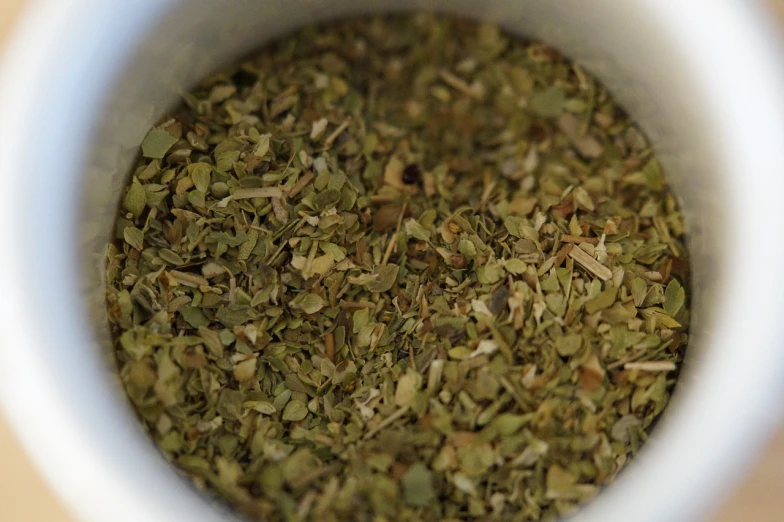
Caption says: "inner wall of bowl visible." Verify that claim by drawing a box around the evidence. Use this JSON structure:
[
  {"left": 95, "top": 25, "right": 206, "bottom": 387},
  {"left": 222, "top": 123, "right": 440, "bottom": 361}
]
[{"left": 81, "top": 0, "right": 726, "bottom": 520}]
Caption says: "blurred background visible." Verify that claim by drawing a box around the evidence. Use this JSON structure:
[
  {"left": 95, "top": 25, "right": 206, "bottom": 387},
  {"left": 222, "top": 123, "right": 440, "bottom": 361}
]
[{"left": 0, "top": 0, "right": 784, "bottom": 522}]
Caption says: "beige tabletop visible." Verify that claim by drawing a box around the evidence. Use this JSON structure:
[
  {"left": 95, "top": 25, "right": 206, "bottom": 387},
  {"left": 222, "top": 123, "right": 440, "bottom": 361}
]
[{"left": 0, "top": 0, "right": 784, "bottom": 522}]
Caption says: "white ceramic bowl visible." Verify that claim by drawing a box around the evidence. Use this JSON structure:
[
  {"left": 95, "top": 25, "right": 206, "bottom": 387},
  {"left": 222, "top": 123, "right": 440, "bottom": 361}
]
[{"left": 0, "top": 0, "right": 784, "bottom": 522}]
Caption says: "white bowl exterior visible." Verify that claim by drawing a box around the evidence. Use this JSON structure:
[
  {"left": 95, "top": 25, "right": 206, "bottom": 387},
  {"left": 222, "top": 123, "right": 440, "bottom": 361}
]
[{"left": 0, "top": 0, "right": 784, "bottom": 522}]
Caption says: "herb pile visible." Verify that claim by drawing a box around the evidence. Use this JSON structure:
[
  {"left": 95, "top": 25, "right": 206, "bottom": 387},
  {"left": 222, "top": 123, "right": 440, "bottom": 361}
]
[{"left": 107, "top": 15, "right": 689, "bottom": 522}]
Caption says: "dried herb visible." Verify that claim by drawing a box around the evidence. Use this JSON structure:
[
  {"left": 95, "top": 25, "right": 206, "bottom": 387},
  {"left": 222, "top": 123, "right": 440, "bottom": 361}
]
[{"left": 107, "top": 15, "right": 689, "bottom": 522}]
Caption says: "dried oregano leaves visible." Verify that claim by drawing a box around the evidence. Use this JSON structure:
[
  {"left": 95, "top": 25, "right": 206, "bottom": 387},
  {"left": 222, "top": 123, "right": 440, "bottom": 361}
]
[{"left": 107, "top": 15, "right": 688, "bottom": 522}]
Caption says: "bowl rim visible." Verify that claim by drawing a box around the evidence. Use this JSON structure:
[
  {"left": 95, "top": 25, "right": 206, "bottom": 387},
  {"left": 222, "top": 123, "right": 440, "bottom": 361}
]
[{"left": 0, "top": 0, "right": 784, "bottom": 521}]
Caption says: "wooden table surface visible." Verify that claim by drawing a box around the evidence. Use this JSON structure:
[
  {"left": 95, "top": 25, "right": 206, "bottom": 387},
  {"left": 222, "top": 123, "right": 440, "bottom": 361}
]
[{"left": 0, "top": 0, "right": 784, "bottom": 522}]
—————
### [Job]
Collect every line in the items above that contains the word "this", and copy each of those lines in full.

### [Response]
Caption says: "inner wall of bowl visible." Verify that claim by drawing a box around the evidence. Use this JSON structure:
Caption says: "blurred background visible." Verify that claim by drawing a box around the evidence. Use this JSON structure:
Caption says: "beige tabletop visible." Verify that claim by drawing a box around the evidence. Use this JSON structure:
Caption says: "white ceramic bowl visible." Verify that claim by drawing a box around the evidence. Use this JSON structure:
Caption says: "white bowl exterior visible." Verify that claim by drawing a box around the evidence. Use this JSON structure:
Caption says: "herb pile visible." Verify that claim by drawing a box around the evidence. Use this JSON structure:
Caption says: "dried herb visible." Verify that claim by drawing a box around the evidence. Use this JSON structure:
Caption says: "dried oregano leaves visible." Verify that claim by drawing a box around the evidence. Use this JSON structure:
Caption says: "bowl rim visible." Verify that claim by drawing a box around the evidence. Use this JSON structure:
Caption says: "wooden table surface visible." Verify that claim by drawing a box around the evidence. Use this JSON structure:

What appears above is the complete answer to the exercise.